Assignment: Pick every line out of the entries below that has the string "patch", and copy it.

Saved entries
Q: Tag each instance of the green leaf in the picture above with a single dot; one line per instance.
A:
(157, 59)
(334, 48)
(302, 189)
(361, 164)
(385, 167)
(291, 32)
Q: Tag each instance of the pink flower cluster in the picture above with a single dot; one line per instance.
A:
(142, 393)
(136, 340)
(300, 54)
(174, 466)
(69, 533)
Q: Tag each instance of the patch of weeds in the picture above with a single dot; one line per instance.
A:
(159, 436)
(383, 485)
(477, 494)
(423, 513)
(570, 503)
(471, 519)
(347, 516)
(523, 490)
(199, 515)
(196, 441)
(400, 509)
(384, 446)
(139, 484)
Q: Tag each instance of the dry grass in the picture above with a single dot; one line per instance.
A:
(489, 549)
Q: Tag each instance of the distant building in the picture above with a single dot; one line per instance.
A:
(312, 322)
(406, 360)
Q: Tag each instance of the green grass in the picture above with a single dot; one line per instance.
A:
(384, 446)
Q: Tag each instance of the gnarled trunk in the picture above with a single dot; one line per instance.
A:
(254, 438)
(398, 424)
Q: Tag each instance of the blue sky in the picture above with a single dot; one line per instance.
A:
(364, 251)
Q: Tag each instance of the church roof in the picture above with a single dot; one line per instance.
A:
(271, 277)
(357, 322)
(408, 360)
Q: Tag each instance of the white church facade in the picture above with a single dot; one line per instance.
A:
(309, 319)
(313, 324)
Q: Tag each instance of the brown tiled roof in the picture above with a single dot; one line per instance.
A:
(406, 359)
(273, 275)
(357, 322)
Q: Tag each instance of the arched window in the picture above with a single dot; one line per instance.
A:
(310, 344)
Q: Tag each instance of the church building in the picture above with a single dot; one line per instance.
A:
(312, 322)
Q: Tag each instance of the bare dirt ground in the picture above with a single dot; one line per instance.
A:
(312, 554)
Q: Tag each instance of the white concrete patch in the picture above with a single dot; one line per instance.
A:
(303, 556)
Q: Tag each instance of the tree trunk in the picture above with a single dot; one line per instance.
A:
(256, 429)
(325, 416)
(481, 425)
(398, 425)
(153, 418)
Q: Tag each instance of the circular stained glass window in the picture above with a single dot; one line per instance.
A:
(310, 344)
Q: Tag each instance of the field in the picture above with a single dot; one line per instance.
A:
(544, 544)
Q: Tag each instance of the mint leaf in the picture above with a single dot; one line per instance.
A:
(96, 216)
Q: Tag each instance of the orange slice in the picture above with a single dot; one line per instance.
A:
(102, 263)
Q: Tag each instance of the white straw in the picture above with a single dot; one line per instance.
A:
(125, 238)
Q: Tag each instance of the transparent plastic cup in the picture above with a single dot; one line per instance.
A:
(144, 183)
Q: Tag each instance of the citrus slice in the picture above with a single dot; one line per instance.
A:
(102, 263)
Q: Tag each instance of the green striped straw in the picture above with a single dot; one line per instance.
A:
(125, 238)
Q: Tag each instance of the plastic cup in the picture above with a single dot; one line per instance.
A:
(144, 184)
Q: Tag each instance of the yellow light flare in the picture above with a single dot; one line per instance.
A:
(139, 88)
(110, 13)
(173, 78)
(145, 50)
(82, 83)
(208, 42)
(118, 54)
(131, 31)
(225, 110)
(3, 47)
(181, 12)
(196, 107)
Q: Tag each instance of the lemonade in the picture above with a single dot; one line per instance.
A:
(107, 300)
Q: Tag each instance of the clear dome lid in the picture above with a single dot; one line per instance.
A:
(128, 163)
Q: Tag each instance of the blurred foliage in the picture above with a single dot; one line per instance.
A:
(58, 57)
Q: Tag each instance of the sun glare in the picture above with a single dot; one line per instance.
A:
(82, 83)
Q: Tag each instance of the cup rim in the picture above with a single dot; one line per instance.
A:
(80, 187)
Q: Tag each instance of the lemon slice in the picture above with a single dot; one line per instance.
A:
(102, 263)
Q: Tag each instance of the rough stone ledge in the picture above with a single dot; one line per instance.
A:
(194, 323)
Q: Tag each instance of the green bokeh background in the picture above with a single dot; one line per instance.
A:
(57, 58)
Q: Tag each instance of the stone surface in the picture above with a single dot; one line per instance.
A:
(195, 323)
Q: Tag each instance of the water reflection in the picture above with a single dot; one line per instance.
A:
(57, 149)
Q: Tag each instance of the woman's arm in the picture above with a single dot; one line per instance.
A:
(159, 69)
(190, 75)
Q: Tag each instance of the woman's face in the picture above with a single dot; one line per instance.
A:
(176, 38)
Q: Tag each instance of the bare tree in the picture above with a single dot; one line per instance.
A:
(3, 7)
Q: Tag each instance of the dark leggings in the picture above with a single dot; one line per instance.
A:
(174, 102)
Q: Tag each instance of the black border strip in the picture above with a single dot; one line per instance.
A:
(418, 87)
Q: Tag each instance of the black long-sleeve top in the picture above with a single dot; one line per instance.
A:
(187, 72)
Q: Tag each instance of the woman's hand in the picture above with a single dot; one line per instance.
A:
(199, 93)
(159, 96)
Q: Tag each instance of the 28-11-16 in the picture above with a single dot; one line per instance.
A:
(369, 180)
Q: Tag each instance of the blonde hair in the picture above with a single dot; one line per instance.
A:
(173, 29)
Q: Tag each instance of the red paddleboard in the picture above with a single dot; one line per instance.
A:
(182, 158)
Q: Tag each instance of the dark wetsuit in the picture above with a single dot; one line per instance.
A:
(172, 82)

--

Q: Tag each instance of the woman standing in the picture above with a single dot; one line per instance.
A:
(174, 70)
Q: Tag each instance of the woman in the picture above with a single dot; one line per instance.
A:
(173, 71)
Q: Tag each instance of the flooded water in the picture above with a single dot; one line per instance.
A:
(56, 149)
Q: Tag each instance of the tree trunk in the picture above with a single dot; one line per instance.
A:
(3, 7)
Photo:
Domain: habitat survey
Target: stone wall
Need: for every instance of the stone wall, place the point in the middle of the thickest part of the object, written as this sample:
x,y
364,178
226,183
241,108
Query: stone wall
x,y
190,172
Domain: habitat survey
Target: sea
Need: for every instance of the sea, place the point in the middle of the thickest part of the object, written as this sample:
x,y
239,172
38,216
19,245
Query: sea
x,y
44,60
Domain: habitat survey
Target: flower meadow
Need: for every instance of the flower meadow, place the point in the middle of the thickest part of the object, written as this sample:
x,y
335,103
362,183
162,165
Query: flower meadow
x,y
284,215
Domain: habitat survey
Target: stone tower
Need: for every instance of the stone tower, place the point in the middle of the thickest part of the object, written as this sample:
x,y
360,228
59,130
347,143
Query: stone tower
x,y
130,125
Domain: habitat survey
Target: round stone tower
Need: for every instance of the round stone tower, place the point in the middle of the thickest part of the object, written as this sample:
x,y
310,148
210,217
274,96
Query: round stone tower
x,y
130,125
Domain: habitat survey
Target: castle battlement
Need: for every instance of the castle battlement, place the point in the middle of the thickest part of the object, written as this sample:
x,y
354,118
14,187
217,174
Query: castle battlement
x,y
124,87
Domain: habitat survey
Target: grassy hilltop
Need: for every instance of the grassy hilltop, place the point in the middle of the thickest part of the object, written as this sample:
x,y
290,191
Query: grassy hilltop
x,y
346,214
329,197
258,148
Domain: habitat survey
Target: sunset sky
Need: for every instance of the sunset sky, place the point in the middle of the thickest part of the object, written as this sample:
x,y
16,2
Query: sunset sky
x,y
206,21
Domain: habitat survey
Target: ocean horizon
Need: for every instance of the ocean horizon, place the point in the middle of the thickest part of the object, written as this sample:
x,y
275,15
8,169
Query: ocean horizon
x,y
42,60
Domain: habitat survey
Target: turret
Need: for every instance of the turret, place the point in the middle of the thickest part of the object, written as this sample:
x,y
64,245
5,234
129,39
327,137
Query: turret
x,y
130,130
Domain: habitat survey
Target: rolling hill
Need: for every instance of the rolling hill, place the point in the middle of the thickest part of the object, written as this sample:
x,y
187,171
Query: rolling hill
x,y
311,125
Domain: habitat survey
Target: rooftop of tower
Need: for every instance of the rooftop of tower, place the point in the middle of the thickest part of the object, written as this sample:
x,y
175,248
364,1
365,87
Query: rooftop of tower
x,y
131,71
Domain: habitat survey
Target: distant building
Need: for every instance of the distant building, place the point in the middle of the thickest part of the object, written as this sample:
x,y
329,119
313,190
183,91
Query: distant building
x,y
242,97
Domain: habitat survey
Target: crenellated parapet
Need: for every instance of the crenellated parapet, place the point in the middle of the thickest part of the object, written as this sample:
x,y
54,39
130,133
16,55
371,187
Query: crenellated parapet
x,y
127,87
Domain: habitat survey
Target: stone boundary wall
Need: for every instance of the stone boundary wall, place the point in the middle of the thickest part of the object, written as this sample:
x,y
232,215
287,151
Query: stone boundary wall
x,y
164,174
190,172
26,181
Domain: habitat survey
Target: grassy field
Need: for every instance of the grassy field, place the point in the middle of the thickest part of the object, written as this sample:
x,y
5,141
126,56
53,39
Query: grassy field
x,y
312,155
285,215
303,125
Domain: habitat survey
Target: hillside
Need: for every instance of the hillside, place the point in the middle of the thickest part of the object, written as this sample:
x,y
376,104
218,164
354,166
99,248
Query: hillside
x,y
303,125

==

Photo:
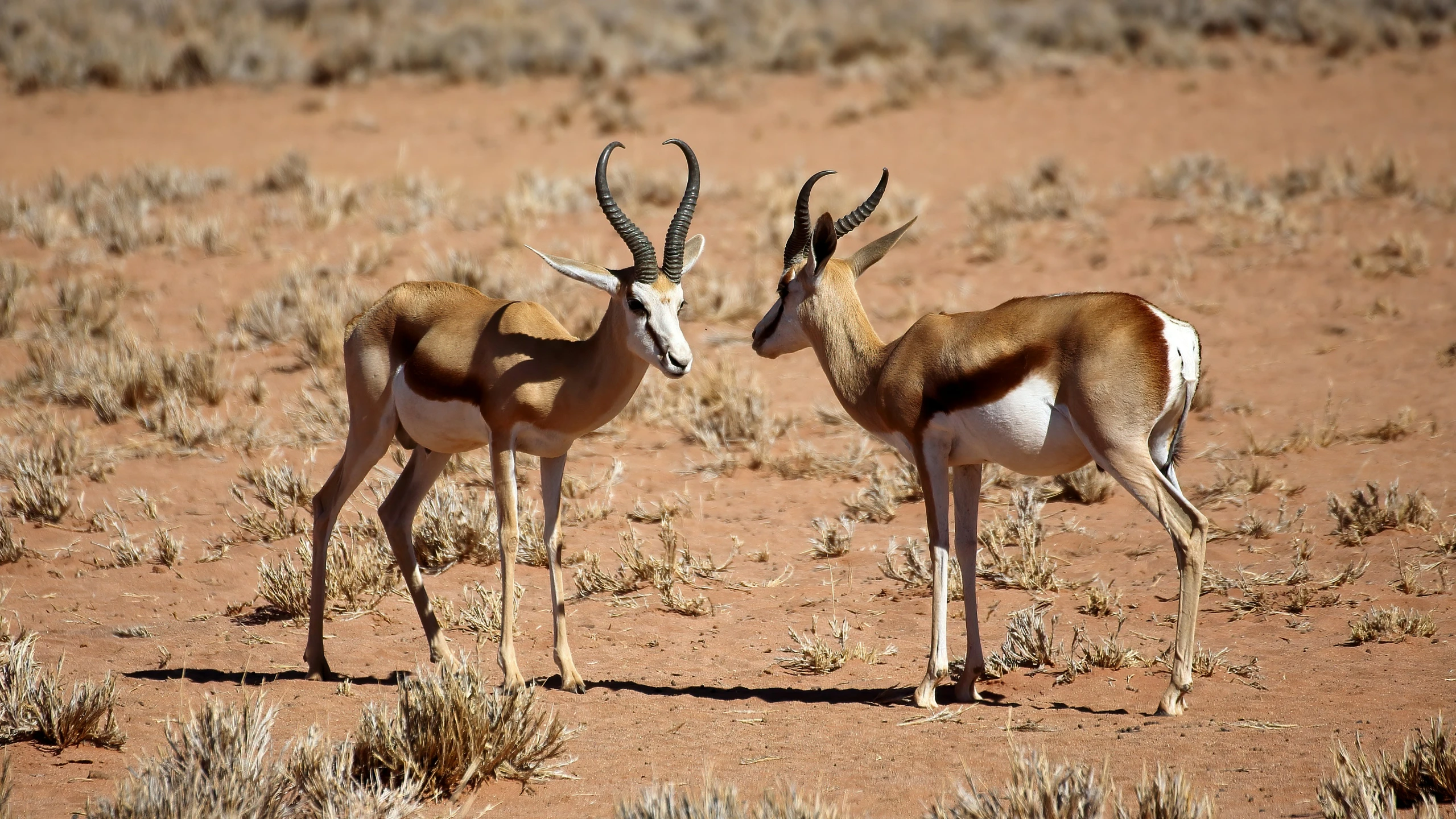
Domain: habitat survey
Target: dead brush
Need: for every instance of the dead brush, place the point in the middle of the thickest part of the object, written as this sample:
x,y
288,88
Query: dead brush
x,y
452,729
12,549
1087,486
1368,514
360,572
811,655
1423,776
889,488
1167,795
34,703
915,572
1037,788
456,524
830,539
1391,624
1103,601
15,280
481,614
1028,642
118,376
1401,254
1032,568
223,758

Answer space:
Q: Tag each instance of the patch of weeds in the picture above with a single dot; one line per instance.
Q: Tag each instance of the white concrete patch in the picture above with a single dot; one line per instance.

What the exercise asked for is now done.